■ DIRECTION:
Rewrite the lines below, changing every "whereabouts" to "where" and leaving everything else as it is.
— Start PROVIDED DATA —
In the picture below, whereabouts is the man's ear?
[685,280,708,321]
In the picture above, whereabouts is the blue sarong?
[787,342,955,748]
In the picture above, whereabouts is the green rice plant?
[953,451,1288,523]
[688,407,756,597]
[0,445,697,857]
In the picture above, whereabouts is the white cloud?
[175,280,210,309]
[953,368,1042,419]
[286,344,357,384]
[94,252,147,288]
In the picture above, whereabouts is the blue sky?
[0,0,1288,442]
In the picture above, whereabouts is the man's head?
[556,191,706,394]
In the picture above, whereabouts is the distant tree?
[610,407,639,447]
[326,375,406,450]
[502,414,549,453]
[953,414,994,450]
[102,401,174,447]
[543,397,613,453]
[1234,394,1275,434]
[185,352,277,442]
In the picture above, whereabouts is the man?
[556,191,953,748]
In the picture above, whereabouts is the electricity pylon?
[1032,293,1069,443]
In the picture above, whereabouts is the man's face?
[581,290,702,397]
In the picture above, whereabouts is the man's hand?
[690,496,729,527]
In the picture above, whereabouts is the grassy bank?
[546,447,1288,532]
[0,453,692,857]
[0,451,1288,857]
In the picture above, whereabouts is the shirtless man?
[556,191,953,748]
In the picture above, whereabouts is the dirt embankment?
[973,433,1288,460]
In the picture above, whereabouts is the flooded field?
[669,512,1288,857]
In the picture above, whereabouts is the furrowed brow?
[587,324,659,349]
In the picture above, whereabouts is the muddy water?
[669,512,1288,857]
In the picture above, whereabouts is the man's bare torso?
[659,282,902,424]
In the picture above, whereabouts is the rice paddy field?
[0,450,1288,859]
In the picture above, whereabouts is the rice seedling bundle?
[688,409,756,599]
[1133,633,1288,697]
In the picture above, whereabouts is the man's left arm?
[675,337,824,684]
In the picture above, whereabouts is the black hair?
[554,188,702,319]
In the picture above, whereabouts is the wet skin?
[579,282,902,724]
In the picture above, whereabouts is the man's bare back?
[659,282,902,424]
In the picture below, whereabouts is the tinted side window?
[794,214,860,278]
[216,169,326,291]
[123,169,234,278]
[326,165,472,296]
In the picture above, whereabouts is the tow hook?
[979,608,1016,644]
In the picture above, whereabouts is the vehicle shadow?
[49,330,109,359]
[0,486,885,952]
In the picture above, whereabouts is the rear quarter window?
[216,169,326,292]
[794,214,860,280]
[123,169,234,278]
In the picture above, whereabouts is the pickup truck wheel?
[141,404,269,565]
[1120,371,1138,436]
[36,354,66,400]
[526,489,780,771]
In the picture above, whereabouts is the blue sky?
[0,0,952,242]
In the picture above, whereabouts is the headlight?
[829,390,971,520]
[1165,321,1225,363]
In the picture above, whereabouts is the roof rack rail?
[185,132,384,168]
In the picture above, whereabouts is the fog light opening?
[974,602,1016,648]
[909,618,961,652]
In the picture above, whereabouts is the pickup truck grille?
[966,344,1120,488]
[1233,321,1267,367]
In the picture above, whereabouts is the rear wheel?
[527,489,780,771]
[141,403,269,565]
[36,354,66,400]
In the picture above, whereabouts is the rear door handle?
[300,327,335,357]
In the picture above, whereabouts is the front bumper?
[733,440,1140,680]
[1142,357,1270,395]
— End PROVIDED DATA —
■ RESULT:
In the picture below, where is the man's ear?
[685,280,708,321]
In the picture above, where is the blue sarong?
[787,342,955,748]
In the picture above, where is the green rice plant?
[953,451,1288,523]
[688,407,756,597]
[0,445,697,857]
In the picture above, where is the white cloud?
[175,280,210,309]
[953,368,1042,419]
[286,344,357,384]
[94,252,147,288]
In the picture above, where is the blue sky?
[0,0,1288,442]
In the picture above, where is the man's head?
[556,191,706,394]
In the picture above, where is the distant tree?
[610,407,639,447]
[326,375,406,450]
[502,414,549,453]
[953,414,994,450]
[102,401,174,447]
[543,397,613,453]
[1234,394,1275,434]
[185,352,277,442]
In the picture above, where is the man?
[556,191,953,748]
In the picture above, where is the electricity pylon?
[1032,293,1069,443]
In the picture above, where is the man's face?
[581,290,702,397]
In the picture above, where is the man's hand?
[690,496,729,527]
In the picture above, where is the grassy bank?
[546,447,1288,532]
[0,453,692,857]
[0,451,1288,857]
In the picture above, where is the shirtless man?
[556,191,953,748]
In the picture above, where is the dirt embankment?
[973,433,1288,460]
In the picture above, where is the flooded field?
[669,512,1288,857]
In the picture above, where is the furrowed brow?
[587,324,659,349]
In the picture above, where is the muddy water?
[669,512,1288,857]
In the picture above, where is the man's bare torso?
[659,282,902,424]
In the picture above, where is the rice paddy field?
[0,450,1288,859]
In the picture above, where is the rice seedling bundle?
[688,409,756,599]
[1133,633,1288,697]
In the picture above, where is the man's left arm?
[675,337,824,684]
In the picture above, where is the black hair?
[554,188,702,319]
In the picture above, where is the wet skin?
[579,282,902,724]
In the picture above, where is the man's bare back?
[659,282,902,424]
In the picture below, where is the tinted side window?
[794,214,860,278]
[216,169,326,291]
[123,169,234,278]
[326,165,472,296]
In the picture above, where is the tow hook?
[979,608,1016,644]
In the picture above, where is the vehicle shadow?
[49,330,109,359]
[0,486,885,952]
In the picture above, where is the rear quarter window?
[216,169,326,292]
[794,214,860,280]
[123,169,234,278]
In the picture above, where is the pickup truck wheel?
[141,404,269,565]
[1120,371,1138,436]
[36,354,66,400]
[526,489,780,771]
In the picture above, where is the blue sky?
[0,0,952,242]
In the picture above, where is the headlight?
[829,390,971,520]
[1165,321,1225,363]
In the picture above, where is the roof rack rail?
[185,132,384,168]
In the picture above, where is the fog light opening?
[974,602,1016,648]
[909,618,961,652]
In the picture above, where is the pickup truck grille?
[966,344,1120,488]
[1233,321,1267,367]
In the picture above, where is the rear wheel?
[527,489,780,771]
[141,403,269,565]
[36,354,66,400]
In the picture above, where is the rear door handle?
[300,327,335,357]
In the picture above, where is the front bumper?
[733,440,1140,680]
[1142,357,1270,395]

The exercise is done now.